### WHAT IS ASKED
Please update the lines from the very first one through the line containing "[339,351,424,369]", changing "detection model" to "labeling model" and leaving everything else as it is.

### SUPPLIED INFORMATION
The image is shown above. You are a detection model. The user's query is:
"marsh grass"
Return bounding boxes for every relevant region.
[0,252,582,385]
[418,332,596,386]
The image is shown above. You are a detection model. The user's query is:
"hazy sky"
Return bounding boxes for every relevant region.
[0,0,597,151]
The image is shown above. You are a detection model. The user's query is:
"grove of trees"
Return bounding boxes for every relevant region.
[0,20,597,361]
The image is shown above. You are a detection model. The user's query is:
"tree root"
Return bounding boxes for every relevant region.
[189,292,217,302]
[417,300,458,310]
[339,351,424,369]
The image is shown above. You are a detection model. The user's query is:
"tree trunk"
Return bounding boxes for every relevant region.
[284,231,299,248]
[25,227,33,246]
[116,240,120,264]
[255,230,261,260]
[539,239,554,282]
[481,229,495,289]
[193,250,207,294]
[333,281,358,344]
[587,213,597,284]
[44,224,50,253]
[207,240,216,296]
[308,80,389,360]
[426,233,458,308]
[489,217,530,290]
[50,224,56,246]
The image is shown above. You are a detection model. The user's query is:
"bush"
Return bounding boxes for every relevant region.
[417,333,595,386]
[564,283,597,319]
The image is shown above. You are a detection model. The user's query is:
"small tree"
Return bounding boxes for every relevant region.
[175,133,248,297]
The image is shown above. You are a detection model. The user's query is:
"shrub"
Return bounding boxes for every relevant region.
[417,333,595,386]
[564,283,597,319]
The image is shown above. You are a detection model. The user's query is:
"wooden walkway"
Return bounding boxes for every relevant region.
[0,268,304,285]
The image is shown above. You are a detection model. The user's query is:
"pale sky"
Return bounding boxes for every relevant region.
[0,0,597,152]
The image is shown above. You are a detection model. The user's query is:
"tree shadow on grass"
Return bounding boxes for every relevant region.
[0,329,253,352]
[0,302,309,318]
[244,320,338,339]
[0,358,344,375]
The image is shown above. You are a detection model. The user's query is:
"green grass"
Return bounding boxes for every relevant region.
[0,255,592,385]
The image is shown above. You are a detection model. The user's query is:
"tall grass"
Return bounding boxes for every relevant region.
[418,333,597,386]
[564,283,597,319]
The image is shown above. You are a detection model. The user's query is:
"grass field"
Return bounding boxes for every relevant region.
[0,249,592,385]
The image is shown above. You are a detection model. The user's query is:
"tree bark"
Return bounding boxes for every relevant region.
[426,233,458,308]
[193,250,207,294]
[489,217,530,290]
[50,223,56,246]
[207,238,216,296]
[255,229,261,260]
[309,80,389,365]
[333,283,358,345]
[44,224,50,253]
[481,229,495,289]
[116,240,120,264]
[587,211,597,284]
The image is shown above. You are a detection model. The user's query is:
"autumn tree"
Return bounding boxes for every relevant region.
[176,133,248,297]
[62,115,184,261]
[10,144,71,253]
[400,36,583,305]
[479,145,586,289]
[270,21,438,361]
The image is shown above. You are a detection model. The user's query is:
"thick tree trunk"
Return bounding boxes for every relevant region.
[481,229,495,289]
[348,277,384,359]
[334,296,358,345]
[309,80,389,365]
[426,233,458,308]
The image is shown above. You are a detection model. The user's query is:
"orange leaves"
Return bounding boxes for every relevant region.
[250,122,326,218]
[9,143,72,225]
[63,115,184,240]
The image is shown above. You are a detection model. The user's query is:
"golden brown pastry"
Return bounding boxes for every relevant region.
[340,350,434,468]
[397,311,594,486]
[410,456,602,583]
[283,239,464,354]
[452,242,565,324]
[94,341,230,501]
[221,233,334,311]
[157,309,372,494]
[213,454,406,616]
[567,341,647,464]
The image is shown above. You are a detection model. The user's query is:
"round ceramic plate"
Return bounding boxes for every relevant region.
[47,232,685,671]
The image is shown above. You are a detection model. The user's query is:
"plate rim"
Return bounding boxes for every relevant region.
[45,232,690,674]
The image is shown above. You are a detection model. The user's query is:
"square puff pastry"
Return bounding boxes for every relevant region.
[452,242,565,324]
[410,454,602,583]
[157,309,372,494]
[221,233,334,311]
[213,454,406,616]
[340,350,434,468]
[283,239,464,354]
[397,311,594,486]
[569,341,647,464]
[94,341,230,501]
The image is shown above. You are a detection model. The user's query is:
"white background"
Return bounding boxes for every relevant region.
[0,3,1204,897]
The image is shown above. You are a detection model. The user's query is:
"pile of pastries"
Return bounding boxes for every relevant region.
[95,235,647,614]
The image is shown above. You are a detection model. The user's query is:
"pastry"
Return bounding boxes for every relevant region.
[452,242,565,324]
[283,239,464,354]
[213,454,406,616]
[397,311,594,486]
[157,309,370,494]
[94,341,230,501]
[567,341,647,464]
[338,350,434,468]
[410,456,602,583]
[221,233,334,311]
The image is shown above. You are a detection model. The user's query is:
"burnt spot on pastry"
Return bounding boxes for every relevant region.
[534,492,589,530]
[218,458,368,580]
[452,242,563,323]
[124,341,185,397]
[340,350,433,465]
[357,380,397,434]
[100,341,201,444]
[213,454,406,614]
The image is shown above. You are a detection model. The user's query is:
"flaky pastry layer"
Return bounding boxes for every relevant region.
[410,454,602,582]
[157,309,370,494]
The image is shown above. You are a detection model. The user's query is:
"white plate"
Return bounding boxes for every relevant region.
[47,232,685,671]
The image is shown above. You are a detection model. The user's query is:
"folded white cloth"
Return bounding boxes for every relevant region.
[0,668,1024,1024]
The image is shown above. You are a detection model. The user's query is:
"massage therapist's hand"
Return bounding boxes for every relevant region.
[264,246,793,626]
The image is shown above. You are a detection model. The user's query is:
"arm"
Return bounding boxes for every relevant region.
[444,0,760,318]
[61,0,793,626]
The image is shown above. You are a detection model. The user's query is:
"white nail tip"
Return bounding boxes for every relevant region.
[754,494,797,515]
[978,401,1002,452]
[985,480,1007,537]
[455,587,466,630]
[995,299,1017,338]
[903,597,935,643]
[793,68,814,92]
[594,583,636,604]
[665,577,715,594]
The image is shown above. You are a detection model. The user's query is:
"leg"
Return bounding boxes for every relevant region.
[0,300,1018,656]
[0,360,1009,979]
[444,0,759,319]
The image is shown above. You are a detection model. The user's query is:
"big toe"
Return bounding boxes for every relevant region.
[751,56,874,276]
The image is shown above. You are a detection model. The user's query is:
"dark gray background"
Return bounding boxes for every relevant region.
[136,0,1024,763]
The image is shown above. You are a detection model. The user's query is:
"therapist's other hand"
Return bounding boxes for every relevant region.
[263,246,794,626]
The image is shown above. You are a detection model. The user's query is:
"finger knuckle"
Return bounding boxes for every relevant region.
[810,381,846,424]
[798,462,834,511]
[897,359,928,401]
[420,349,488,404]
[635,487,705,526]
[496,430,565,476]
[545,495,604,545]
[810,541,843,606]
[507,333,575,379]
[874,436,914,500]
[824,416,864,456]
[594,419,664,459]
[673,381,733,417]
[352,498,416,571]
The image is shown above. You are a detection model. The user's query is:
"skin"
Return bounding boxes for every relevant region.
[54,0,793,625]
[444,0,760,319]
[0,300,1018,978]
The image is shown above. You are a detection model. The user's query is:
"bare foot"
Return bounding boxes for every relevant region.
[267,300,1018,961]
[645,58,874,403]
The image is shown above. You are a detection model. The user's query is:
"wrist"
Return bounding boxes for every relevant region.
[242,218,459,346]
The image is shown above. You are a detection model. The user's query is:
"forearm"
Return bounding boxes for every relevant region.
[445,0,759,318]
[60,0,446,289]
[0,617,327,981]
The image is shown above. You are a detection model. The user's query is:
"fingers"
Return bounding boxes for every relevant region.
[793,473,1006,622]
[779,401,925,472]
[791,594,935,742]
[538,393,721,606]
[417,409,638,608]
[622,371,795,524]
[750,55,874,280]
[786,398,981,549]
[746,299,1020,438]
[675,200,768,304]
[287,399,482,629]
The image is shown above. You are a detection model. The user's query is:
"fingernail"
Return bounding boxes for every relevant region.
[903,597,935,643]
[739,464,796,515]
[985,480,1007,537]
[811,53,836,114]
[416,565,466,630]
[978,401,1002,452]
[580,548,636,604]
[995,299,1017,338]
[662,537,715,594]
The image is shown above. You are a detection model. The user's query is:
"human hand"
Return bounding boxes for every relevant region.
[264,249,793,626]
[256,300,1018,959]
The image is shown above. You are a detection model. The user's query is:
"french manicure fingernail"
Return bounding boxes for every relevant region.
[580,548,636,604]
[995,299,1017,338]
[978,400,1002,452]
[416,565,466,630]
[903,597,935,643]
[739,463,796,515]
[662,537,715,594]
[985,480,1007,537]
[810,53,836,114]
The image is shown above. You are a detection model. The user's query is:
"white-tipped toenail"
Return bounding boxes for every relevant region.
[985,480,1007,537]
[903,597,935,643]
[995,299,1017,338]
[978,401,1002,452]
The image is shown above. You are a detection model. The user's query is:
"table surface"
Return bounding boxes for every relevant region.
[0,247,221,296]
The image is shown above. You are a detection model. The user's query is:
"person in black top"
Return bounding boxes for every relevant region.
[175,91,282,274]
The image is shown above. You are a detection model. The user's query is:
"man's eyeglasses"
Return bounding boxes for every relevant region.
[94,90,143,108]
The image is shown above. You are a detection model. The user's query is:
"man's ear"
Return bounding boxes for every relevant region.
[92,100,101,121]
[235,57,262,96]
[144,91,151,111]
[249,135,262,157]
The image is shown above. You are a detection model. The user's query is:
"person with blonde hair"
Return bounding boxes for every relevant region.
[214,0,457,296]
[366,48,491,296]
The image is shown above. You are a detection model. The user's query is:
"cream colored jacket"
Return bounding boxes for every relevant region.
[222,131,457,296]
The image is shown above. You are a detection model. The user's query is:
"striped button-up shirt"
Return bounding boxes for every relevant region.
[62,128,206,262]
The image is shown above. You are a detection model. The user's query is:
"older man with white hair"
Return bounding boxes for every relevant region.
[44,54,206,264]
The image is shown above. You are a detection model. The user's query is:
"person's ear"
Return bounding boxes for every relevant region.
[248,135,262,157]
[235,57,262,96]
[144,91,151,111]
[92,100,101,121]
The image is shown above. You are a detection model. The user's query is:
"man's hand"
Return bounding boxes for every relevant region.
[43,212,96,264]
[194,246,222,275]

### THE OUTPUT
The image is shown above. You are a labeling model. The user's query is:
"marsh grass"
Return bounding boxes for every relevant region.
[0,252,582,385]
[418,332,596,386]
The image is shown above. You are a labeling model. The user's query is:
"hazy sky"
Return bounding boxes for every relevant region.
[0,0,597,151]
The image is shown above. You are a labeling model. The user's query is:
"grove of trees"
Return bounding boxes for every relevant region.
[0,20,597,361]
The image is shown above. You are a labeling model. The user's query is:
"tree root"
Return bounding boxes for every relevant region.
[189,292,217,302]
[417,300,458,310]
[339,351,424,369]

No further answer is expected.